Data for this exercise ::

•••••

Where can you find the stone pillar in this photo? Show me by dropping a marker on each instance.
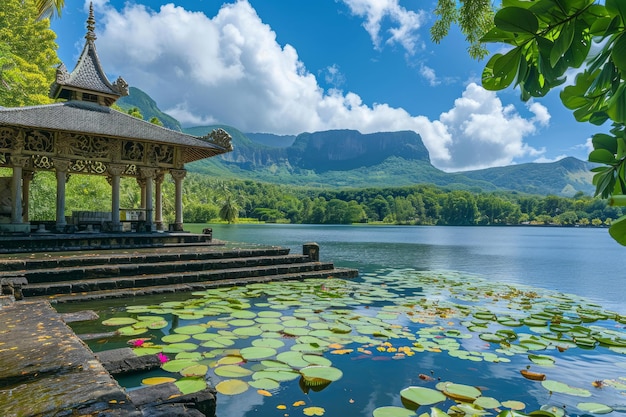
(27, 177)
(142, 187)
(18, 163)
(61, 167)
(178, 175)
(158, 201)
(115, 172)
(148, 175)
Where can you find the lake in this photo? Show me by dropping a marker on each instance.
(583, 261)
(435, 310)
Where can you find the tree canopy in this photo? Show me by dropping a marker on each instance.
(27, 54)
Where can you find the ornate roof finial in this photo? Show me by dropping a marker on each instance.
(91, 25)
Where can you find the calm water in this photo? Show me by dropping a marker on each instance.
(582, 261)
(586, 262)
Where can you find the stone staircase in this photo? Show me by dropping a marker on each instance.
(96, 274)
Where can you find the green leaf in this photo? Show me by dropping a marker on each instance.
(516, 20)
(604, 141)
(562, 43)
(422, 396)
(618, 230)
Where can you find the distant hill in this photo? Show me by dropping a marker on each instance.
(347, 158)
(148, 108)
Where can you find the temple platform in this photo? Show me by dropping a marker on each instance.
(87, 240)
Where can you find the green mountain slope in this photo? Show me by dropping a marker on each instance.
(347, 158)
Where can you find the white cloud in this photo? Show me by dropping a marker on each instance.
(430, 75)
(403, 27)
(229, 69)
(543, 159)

•••••

Prompt ::
Can you give all the rows above again with "dropping a marker" swapped for "placing a pin" and nothing else changed? Leave the pictures out.

Exercise result ::
Where can you find the stone pillar in this photo? Show me by placing a pin on each instance.
(27, 177)
(142, 187)
(18, 163)
(61, 167)
(178, 175)
(158, 201)
(115, 172)
(148, 175)
Where can you find the lake in this photo? Show me by placing a pin on each instance.
(583, 261)
(435, 310)
Where can you find the tree canopy in this photo? Show me by placing a pin on each instance.
(27, 54)
Where can you find the ornate roof finial in this photo? Show me by placing a pin on each instance.
(91, 25)
Where can you find the calm water in this photo? Show me by placing a pin on each instance.
(582, 261)
(586, 262)
Where can you find the stone staircase in this photo? Show me by placing a pin on each instance.
(96, 274)
Where can you find the green leaf in this photo? Show me by placing a pin on each instance.
(516, 20)
(604, 141)
(562, 43)
(422, 396)
(618, 230)
Where can you find the distant hill in this photo? Show me by placing a pin on each instance.
(347, 158)
(148, 108)
Where can you find the temple platform in this photo? Show me by placing a pin on each instance.
(87, 240)
Where can you find the green mountain slope in this photo? Show me by placing a pin on each instance.
(347, 158)
Where can you find the white cloud in this photo? Show me by placing a pin on each instance.
(430, 75)
(403, 27)
(229, 69)
(543, 159)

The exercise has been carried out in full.